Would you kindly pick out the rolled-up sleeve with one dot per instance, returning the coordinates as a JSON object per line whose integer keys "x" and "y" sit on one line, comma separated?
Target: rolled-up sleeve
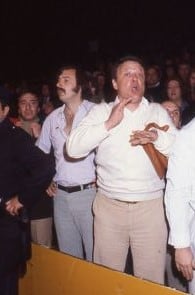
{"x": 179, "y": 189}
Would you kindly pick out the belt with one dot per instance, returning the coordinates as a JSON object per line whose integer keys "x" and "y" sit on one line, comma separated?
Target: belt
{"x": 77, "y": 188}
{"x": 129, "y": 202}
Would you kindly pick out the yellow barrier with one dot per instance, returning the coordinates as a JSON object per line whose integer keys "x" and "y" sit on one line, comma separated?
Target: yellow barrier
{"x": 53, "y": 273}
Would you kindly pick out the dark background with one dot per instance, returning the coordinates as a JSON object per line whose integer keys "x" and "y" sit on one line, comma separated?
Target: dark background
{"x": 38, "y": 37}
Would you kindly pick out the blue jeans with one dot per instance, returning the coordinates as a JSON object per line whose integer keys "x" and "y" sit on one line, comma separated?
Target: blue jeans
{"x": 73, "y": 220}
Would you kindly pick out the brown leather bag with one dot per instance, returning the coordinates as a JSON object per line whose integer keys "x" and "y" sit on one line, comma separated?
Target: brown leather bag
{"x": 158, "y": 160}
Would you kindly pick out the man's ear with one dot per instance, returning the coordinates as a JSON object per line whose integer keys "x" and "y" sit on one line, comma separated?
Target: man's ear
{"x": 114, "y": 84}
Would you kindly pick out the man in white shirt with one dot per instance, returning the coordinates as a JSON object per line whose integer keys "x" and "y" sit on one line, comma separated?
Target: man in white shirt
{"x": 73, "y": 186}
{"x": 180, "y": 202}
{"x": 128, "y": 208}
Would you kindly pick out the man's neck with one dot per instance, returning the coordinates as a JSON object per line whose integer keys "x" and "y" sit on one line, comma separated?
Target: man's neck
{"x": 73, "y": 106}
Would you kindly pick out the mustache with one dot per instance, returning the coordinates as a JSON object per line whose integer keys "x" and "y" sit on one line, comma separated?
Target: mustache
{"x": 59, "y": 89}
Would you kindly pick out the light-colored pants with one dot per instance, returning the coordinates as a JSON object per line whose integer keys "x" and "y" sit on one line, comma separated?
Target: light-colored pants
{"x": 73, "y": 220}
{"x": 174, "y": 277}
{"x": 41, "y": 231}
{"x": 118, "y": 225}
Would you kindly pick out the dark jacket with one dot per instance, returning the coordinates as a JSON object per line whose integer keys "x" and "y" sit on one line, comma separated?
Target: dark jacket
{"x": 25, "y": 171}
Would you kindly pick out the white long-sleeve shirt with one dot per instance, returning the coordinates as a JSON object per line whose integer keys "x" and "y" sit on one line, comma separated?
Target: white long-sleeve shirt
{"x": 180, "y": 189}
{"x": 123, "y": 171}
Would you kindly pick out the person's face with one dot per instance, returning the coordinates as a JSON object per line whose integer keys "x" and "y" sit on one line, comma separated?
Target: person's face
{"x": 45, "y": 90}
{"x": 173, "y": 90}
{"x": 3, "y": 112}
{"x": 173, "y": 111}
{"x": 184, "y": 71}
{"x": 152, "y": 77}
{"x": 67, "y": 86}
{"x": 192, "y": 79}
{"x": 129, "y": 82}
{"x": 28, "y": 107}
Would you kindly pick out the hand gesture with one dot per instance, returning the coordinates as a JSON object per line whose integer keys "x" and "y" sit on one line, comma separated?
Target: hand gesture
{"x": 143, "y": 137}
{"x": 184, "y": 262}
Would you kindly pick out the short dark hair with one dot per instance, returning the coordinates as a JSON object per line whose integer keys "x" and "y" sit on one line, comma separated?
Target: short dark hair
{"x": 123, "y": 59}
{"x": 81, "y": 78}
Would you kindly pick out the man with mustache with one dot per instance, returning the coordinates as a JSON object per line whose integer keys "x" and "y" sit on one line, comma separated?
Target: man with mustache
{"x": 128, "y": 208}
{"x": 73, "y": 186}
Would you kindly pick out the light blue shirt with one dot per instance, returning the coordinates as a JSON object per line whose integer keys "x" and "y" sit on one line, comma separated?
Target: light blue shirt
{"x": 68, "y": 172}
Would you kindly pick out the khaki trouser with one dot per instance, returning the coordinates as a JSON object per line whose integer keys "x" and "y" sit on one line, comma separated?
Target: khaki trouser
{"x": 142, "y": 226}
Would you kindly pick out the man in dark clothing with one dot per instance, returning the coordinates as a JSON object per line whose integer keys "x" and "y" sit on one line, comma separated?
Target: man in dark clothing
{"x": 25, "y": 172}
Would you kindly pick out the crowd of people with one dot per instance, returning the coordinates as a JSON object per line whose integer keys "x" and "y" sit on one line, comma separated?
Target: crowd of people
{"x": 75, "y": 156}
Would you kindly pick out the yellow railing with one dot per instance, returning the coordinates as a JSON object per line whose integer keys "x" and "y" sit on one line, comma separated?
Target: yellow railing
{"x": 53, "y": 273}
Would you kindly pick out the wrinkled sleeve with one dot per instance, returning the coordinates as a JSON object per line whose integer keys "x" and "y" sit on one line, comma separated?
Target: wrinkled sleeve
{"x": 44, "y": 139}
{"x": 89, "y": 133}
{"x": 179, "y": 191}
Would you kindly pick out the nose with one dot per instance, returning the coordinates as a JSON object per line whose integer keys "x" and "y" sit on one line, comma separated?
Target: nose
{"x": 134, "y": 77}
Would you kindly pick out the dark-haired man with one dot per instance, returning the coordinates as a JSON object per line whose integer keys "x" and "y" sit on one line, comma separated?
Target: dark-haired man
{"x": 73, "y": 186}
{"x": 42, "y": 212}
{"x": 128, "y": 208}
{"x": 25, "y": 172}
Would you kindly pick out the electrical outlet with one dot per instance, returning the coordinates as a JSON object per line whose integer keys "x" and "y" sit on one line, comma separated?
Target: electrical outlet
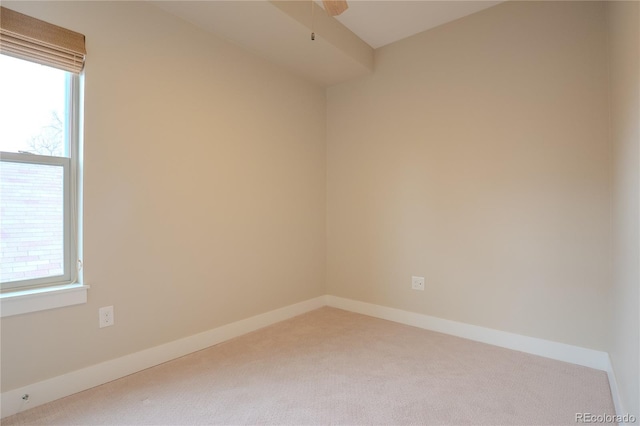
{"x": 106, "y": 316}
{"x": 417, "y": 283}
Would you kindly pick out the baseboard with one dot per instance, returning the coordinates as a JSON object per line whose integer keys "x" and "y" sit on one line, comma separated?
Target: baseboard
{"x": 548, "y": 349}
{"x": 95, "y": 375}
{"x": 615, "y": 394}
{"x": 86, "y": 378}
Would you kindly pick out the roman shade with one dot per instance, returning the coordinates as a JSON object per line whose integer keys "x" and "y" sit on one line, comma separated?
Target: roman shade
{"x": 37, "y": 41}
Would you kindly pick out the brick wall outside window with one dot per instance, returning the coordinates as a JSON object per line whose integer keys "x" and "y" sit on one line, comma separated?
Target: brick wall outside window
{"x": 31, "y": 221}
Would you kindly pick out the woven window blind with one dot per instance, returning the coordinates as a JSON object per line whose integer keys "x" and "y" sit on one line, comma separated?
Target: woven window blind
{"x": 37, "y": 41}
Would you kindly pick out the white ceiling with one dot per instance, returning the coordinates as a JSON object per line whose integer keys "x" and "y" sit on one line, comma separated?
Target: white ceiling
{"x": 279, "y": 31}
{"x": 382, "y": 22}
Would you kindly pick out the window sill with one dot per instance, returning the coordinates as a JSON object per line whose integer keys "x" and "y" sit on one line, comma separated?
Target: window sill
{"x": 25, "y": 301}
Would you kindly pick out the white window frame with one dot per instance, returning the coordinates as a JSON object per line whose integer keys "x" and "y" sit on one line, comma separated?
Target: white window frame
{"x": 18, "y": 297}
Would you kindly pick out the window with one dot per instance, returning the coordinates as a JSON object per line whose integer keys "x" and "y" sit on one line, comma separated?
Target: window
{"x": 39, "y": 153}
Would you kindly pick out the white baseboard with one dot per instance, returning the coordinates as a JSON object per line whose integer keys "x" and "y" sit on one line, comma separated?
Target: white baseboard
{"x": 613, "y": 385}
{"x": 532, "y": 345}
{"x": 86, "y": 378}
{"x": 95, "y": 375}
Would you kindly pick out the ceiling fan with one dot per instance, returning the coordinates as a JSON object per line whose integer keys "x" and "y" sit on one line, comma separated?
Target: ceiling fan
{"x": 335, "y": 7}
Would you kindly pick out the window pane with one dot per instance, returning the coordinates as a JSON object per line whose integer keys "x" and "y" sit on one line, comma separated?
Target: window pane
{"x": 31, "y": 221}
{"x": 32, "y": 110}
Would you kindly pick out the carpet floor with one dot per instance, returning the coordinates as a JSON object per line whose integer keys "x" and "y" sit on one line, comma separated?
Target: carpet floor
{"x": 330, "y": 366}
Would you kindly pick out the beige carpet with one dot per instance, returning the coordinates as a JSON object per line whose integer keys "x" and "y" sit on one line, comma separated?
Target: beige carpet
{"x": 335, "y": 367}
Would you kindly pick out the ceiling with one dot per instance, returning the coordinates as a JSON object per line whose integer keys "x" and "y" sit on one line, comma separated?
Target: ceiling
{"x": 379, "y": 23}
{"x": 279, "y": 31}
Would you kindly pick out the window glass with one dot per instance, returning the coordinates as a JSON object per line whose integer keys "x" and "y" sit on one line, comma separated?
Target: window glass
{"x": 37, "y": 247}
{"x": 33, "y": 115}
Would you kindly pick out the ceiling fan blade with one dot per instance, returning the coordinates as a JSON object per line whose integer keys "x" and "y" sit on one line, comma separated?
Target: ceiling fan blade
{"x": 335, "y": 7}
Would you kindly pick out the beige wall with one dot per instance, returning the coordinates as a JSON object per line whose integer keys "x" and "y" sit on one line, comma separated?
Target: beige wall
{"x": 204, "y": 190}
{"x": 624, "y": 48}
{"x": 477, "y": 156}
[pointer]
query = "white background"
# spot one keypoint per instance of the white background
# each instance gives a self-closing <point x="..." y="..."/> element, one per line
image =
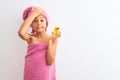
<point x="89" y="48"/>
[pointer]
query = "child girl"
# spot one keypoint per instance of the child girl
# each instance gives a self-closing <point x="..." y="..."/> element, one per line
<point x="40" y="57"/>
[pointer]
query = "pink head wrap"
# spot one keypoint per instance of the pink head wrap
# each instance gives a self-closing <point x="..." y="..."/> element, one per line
┄┄┄┄┄┄┄┄┄┄
• _Task to complete_
Gather every line of the data that contains the string "blind". Treat uppercase and lowercase as different.

• _Output for this exercise_
Would you kindly pick out the woven window blind with one dot per instance, returning the coordinates as a JSON object per line whose integer keys "x" and "y" sit on one line, comma separated?
Target: woven window blind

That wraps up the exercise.